Assigned task => Looking at the data, count the lines where the word "white" occurs and answer with only the number.

Natural-language object grounding data:
>>>

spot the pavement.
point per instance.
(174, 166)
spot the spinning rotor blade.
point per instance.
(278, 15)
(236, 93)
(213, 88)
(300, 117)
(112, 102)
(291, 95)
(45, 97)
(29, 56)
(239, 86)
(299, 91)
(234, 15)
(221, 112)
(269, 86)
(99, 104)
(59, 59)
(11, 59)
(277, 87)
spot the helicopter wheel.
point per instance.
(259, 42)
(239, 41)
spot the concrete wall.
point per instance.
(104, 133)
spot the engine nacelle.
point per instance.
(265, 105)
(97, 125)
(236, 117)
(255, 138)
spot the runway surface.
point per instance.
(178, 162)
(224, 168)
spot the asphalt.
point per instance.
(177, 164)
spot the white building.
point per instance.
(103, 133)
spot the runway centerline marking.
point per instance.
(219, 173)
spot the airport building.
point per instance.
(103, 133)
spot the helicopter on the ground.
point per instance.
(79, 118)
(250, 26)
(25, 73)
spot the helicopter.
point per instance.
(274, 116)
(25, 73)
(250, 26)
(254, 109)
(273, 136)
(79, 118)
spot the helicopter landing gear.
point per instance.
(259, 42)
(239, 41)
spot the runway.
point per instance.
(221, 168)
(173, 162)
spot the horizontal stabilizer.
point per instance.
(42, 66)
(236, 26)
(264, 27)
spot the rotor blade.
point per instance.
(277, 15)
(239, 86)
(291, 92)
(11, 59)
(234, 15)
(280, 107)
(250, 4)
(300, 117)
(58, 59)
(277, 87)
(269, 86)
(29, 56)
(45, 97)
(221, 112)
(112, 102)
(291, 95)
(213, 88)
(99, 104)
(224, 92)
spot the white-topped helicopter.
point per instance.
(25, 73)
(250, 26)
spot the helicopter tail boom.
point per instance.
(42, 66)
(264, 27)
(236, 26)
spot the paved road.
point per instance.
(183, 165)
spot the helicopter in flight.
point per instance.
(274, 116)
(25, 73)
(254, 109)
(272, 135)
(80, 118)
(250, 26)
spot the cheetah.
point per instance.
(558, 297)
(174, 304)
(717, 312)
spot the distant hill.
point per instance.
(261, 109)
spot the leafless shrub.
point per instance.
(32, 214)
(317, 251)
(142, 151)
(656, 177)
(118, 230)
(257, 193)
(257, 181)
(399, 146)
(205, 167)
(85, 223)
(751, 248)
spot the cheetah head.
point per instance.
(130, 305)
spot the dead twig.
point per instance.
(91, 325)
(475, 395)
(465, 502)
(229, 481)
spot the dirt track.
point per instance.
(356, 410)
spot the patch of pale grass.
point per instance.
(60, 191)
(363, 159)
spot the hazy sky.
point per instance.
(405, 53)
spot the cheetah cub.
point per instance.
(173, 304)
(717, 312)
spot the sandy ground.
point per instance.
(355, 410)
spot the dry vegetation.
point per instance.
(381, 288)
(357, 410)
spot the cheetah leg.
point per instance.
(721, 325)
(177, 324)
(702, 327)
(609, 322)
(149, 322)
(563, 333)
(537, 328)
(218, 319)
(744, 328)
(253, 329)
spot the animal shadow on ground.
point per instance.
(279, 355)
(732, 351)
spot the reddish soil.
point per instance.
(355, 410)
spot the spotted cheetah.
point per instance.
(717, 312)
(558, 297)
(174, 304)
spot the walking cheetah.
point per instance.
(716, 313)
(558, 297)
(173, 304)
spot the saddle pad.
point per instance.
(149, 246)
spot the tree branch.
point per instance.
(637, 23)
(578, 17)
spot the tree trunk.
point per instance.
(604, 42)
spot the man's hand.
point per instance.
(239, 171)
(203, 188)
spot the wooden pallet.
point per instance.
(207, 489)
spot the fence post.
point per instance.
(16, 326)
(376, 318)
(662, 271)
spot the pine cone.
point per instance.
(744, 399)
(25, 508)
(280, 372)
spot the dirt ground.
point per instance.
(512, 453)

<<<

Answer to the problem => 2